▶ Written request
Extract each line from the listing below that contains the word "light".

▶ Data to use
+-------+
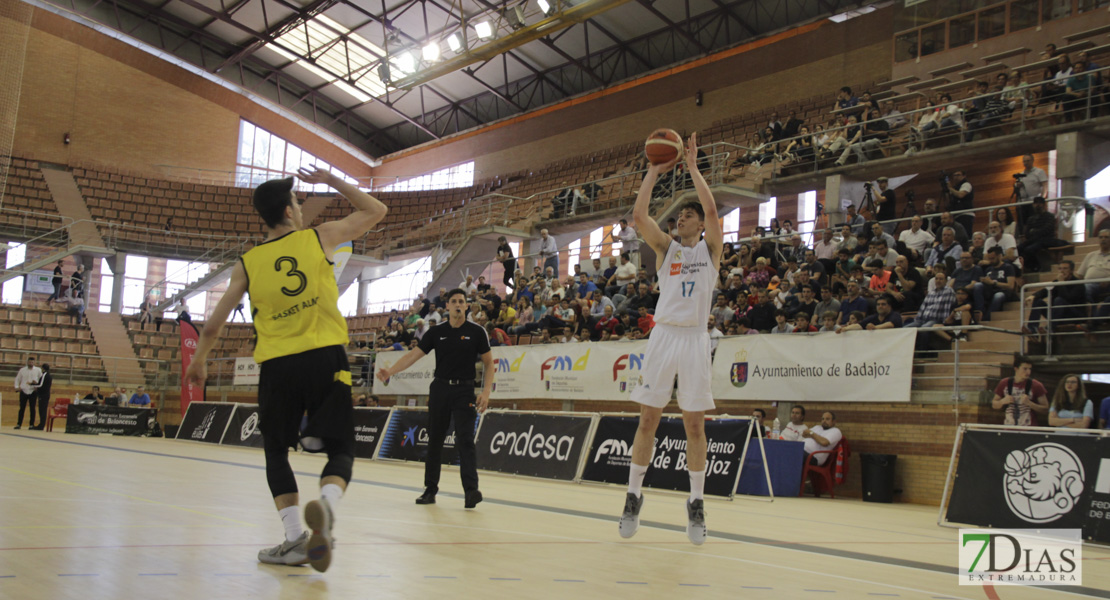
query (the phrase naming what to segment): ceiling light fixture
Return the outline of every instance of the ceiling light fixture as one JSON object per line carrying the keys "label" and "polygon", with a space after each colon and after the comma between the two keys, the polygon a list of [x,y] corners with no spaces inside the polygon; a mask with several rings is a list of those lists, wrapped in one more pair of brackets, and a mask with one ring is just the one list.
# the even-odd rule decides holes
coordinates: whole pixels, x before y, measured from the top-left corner
{"label": "ceiling light fixture", "polygon": [[482,21],[474,26],[474,32],[478,34],[480,40],[493,38],[493,27],[490,24],[490,21]]}

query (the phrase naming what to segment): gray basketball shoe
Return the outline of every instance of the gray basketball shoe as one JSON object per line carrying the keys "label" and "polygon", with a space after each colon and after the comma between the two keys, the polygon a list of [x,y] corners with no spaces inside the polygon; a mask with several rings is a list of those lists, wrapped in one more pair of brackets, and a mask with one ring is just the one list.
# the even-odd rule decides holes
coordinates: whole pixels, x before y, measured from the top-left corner
{"label": "gray basketball shoe", "polygon": [[625,495],[625,510],[620,513],[620,537],[628,539],[639,529],[639,509],[644,507],[644,495]]}

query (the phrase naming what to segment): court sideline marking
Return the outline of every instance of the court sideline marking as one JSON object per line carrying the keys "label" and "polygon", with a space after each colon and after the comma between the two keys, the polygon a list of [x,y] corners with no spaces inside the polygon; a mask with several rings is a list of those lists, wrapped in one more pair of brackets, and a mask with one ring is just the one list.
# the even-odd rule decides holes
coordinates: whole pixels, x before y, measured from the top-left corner
{"label": "court sideline marking", "polygon": [[[240,468],[250,468],[250,469],[256,469],[256,470],[264,470],[265,469],[264,466],[250,465],[250,464],[246,464],[246,462],[234,462],[234,461],[231,461],[231,460],[220,460],[220,459],[214,459],[214,458],[202,458],[202,457],[194,457],[194,456],[182,456],[182,455],[174,455],[174,454],[169,454],[169,452],[152,452],[152,451],[145,451],[145,450],[134,450],[134,449],[130,449],[130,448],[118,448],[118,447],[113,447],[113,446],[101,446],[101,445],[98,445],[98,444],[89,444],[89,443],[83,443],[83,441],[70,441],[70,440],[62,440],[62,439],[48,439],[48,438],[40,438],[40,437],[33,437],[33,436],[24,436],[24,435],[18,435],[18,434],[0,434],[0,436],[14,437],[17,439],[27,439],[27,440],[34,440],[34,441],[48,441],[48,443],[53,443],[53,444],[69,444],[69,445],[73,445],[73,446],[82,446],[82,447],[88,447],[88,448],[100,448],[100,449],[104,449],[104,450],[114,450],[114,451],[121,451],[121,452],[132,452],[132,454],[139,454],[139,455],[142,455],[142,456],[157,456],[157,457],[164,457],[164,458],[176,458],[176,459],[181,459],[181,460],[195,460],[195,461],[209,462],[209,464],[213,464],[213,465],[224,465],[224,466],[232,466],[232,467],[240,467]],[[215,447],[220,447],[220,446],[215,446]],[[7,467],[0,467],[0,469],[14,470],[14,469],[9,469]],[[21,471],[17,471],[17,472],[21,472]],[[294,474],[300,475],[302,477],[317,477],[319,476],[319,474],[306,472],[306,471],[294,471]],[[30,474],[30,475],[33,475],[33,474]],[[47,479],[49,479],[49,478],[47,478]],[[59,481],[61,481],[61,480],[59,480]],[[65,482],[65,481],[61,481],[61,482]],[[394,490],[404,490],[404,491],[414,491],[414,492],[423,491],[422,487],[403,486],[403,485],[400,485],[400,484],[387,484],[387,482],[384,482],[384,481],[373,481],[373,480],[370,480],[370,479],[355,479],[355,478],[352,478],[351,482],[362,484],[362,485],[367,485],[367,486],[374,486],[374,487],[381,487],[381,488],[387,488],[387,489],[394,489]],[[82,486],[80,484],[73,484],[73,485],[77,485],[79,487],[89,487],[89,486]],[[90,488],[90,489],[97,489],[97,488]],[[110,494],[118,494],[119,495],[119,492],[111,492],[111,491],[110,491]],[[441,492],[441,495],[450,496],[450,497],[457,497],[457,498],[462,498],[463,497],[462,494],[454,494],[454,492]],[[120,496],[125,496],[125,495],[120,495]],[[162,502],[157,502],[154,500],[145,500],[145,499],[142,499],[142,498],[140,498],[140,499],[144,500],[144,501],[151,501],[151,502],[154,502],[154,504],[162,504]],[[502,506],[509,506],[509,507],[514,507],[514,508],[523,508],[523,509],[527,509],[527,510],[536,510],[536,511],[542,511],[542,512],[554,512],[554,513],[557,513],[557,515],[566,515],[566,516],[572,516],[572,517],[581,517],[581,518],[586,518],[586,519],[595,519],[595,520],[602,520],[602,521],[612,521],[613,520],[613,516],[612,515],[601,515],[601,513],[596,513],[596,512],[587,512],[585,510],[575,510],[575,509],[568,509],[568,508],[559,508],[559,507],[552,507],[552,506],[544,506],[544,505],[535,505],[535,504],[531,504],[531,502],[519,502],[519,501],[515,501],[515,500],[487,499],[486,502],[495,504],[495,505],[502,505]],[[173,505],[165,505],[165,506],[173,507]],[[173,507],[173,508],[181,508],[182,510],[192,511],[192,510],[185,509],[183,507]],[[198,512],[198,511],[192,511],[192,512]],[[200,512],[200,513],[204,515],[203,512]],[[236,522],[239,522],[239,521],[236,521]],[[255,527],[254,523],[250,523],[250,525],[251,525],[251,527]],[[672,523],[663,523],[663,522],[655,522],[655,521],[642,521],[640,525],[645,526],[645,527],[653,527],[653,528],[656,528],[656,529],[664,529],[664,530],[668,530],[668,531],[678,531],[678,532],[685,532],[686,531],[686,528],[684,526],[672,525]],[[730,540],[730,541],[739,541],[739,542],[751,543],[751,545],[755,545],[755,546],[766,546],[766,547],[771,547],[771,548],[783,548],[783,549],[786,549],[786,550],[796,550],[796,551],[799,551],[799,552],[807,552],[807,553],[827,556],[827,557],[833,557],[833,558],[841,558],[841,559],[847,559],[847,560],[857,560],[857,561],[862,561],[862,562],[872,562],[872,563],[886,565],[886,566],[890,566],[890,567],[902,567],[902,568],[908,568],[908,569],[917,569],[917,570],[924,570],[924,571],[931,571],[931,572],[936,572],[936,573],[939,573],[939,574],[956,576],[958,573],[958,569],[955,568],[955,567],[945,567],[942,565],[934,565],[934,563],[929,563],[929,562],[921,562],[921,561],[915,561],[915,560],[906,560],[906,559],[891,558],[891,557],[885,557],[885,556],[878,556],[878,555],[868,555],[868,553],[856,552],[856,551],[851,551],[851,550],[837,550],[837,549],[833,549],[833,548],[821,548],[821,547],[818,547],[818,546],[810,546],[810,545],[783,546],[780,542],[776,542],[775,540],[770,540],[770,539],[766,539],[766,538],[757,538],[757,537],[754,537],[754,536],[745,536],[745,535],[740,535],[740,533],[730,533],[730,532],[725,532],[725,531],[715,531],[713,533],[713,537],[715,537],[717,539],[727,539],[727,540]],[[612,543],[616,543],[616,542],[612,542]],[[695,552],[690,552],[688,550],[674,550],[674,549],[667,549],[667,548],[660,548],[658,550],[659,551],[668,551],[668,552],[695,553]],[[698,556],[700,556],[700,555],[698,555]],[[741,562],[751,562],[751,563],[756,563],[756,565],[766,565],[768,567],[779,567],[779,568],[784,568],[784,569],[793,569],[791,567],[787,567],[787,566],[760,563],[760,562],[750,561],[750,560],[747,560],[747,559],[737,559],[737,558],[731,558],[731,557],[717,557],[717,558],[724,558],[726,560],[735,560],[735,561],[741,561]],[[844,576],[836,576],[836,574],[831,574],[831,573],[829,573],[829,574],[831,577],[844,578],[844,579],[849,579],[849,580],[854,580],[854,581],[865,581],[865,580],[855,580],[852,578],[847,578],[847,577],[844,577]],[[876,584],[880,584],[880,586],[888,586],[888,587],[897,588],[897,586],[889,584],[889,583],[880,583],[878,581],[869,581],[869,583],[876,583]],[[909,589],[909,588],[907,588],[907,589]],[[1099,590],[1099,589],[1094,589],[1094,588],[1086,588],[1086,587],[1077,587],[1077,588],[1072,588],[1072,589],[1046,588],[1046,590],[1056,591],[1056,592],[1076,593],[1076,594],[1080,594],[1080,596],[1088,596],[1088,597],[1097,597],[1097,598],[1110,599],[1110,590]],[[924,591],[924,590],[915,590],[915,591]],[[989,592],[988,592],[988,596],[989,596]]]}

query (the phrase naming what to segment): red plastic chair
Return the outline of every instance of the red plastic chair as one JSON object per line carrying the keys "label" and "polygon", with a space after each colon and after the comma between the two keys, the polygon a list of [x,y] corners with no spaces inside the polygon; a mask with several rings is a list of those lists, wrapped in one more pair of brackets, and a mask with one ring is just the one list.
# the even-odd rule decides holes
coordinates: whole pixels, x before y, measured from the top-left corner
{"label": "red plastic chair", "polygon": [[47,417],[47,431],[54,430],[54,419],[65,420],[69,418],[69,405],[72,398],[54,398],[53,406],[50,407],[50,416]]}
{"label": "red plastic chair", "polygon": [[[836,457],[844,448],[844,464],[840,467],[840,472],[844,478],[840,481],[836,480]],[[817,455],[829,455],[828,459],[825,460],[824,465],[810,465],[809,459]],[[836,498],[836,494],[833,491],[835,486],[841,485],[848,480],[848,459],[851,457],[851,448],[848,446],[847,438],[840,438],[829,450],[818,450],[811,455],[806,456],[805,469],[801,471],[801,487],[798,489],[798,496],[803,496],[806,492],[806,478],[814,484],[814,496],[820,497],[823,491],[829,492],[829,498]]]}

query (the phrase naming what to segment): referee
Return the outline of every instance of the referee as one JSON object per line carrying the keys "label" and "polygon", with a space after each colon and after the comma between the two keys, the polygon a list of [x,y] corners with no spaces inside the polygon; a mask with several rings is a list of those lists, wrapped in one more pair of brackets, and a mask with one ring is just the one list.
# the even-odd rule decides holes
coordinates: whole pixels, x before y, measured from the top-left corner
{"label": "referee", "polygon": [[[231,282],[204,325],[196,355],[185,377],[204,385],[208,355],[244,293],[260,365],[259,428],[266,460],[266,482],[285,529],[282,543],[259,552],[268,565],[310,563],[327,570],[332,560],[332,523],[354,464],[354,408],[351,367],[344,346],[347,324],[340,314],[333,248],[364,235],[386,213],[384,204],[322,169],[301,169],[297,177],[325,183],[347,199],[354,212],[339,221],[304,228],[293,177],[273,180],[254,190],[254,210],[265,222],[266,238],[243,254]],[[301,421],[307,414],[306,425]],[[289,449],[307,438],[322,441],[327,462],[320,474],[320,500],[304,507],[301,525],[296,479]],[[302,441],[304,438],[304,441]]]}
{"label": "referee", "polygon": [[[474,508],[482,501],[478,491],[477,454],[474,449],[474,420],[490,405],[493,389],[493,353],[490,352],[490,336],[482,326],[466,321],[466,293],[460,288],[447,292],[447,314],[445,323],[436,325],[424,334],[420,345],[408,350],[390,368],[377,370],[383,383],[390,377],[411,367],[432,350],[435,353],[435,378],[428,389],[427,400],[427,456],[424,458],[424,494],[416,498],[417,505],[434,505],[440,491],[440,466],[443,440],[447,437],[447,426],[455,421],[455,448],[458,450],[460,475],[466,508]],[[475,398],[474,363],[482,358],[485,365],[482,394]],[[476,407],[476,409],[475,409]]]}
+-------+
▶ Written response
query (the phrase naming what to segment): ceiling light fixture
Return the outline of every instance of the ceiling light fixture as one JSON object per line carrying the keys "label" and "polygon", with a space after each colon and after the comma between the two keys, the polygon a list of [x,y] corners with no spaces inside the polygon; a mask with several rings is a list of those lists, wrapped in one more pair of brackets, and a mask with one ring is just the one list.
{"label": "ceiling light fixture", "polygon": [[482,21],[474,26],[474,32],[478,34],[480,40],[493,38],[493,27],[490,24],[490,21]]}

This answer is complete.